Task inputs:
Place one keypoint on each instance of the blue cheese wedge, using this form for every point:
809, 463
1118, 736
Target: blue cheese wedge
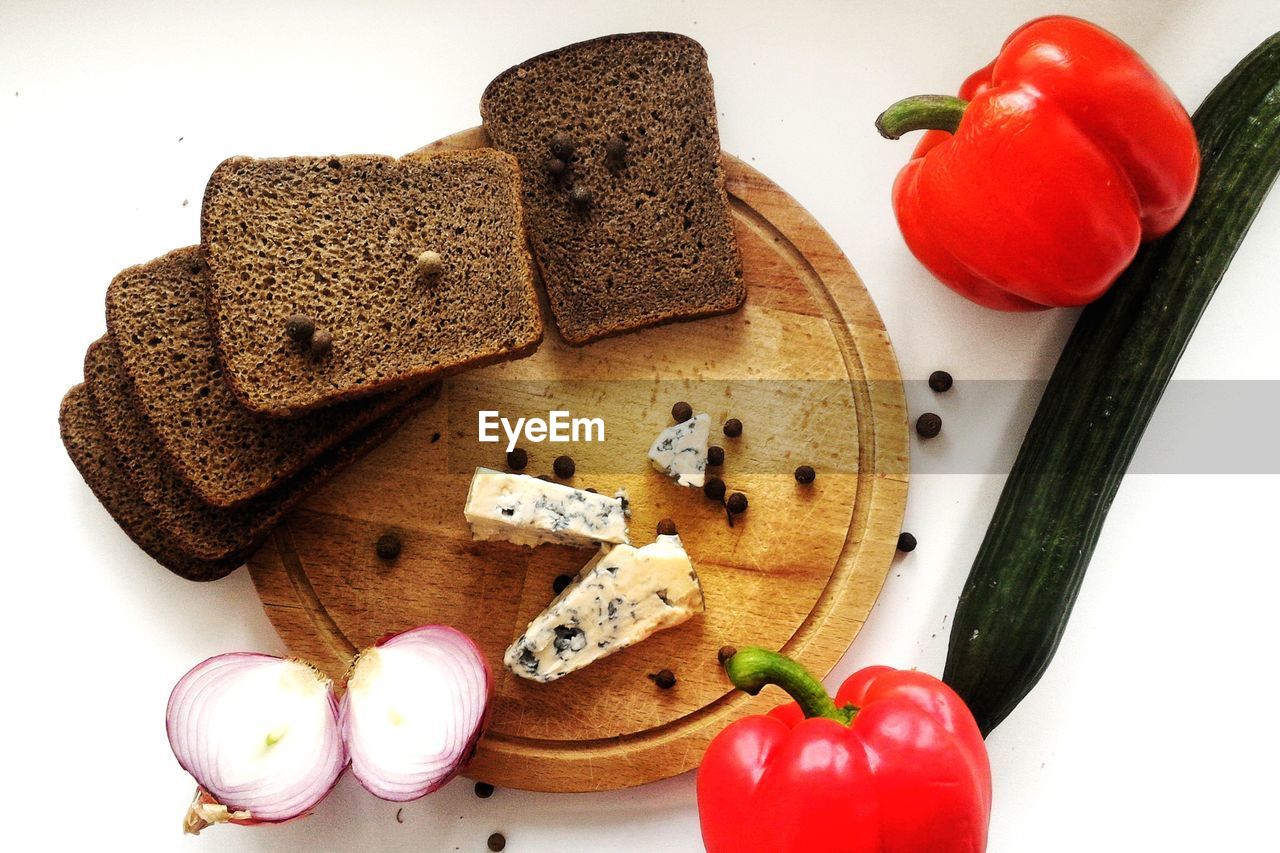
621, 597
680, 451
525, 510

Exercise:
Recast every line of the items above as a Markdown table with the columns "Row" and "Item text," numbering the rows in order. Omit blank lines and the picture.

Solved problem:
| Row | Item text |
|---|---|
| 1 | Place one keypoint on each instance of the blue cheese wedge, using this form for every point: |
| 2 | 809, 463 |
| 3 | 1118, 736 |
| 4 | Target: blue cheese wedge |
| 5 | 621, 597 |
| 6 | 680, 451 |
| 7 | 525, 510 |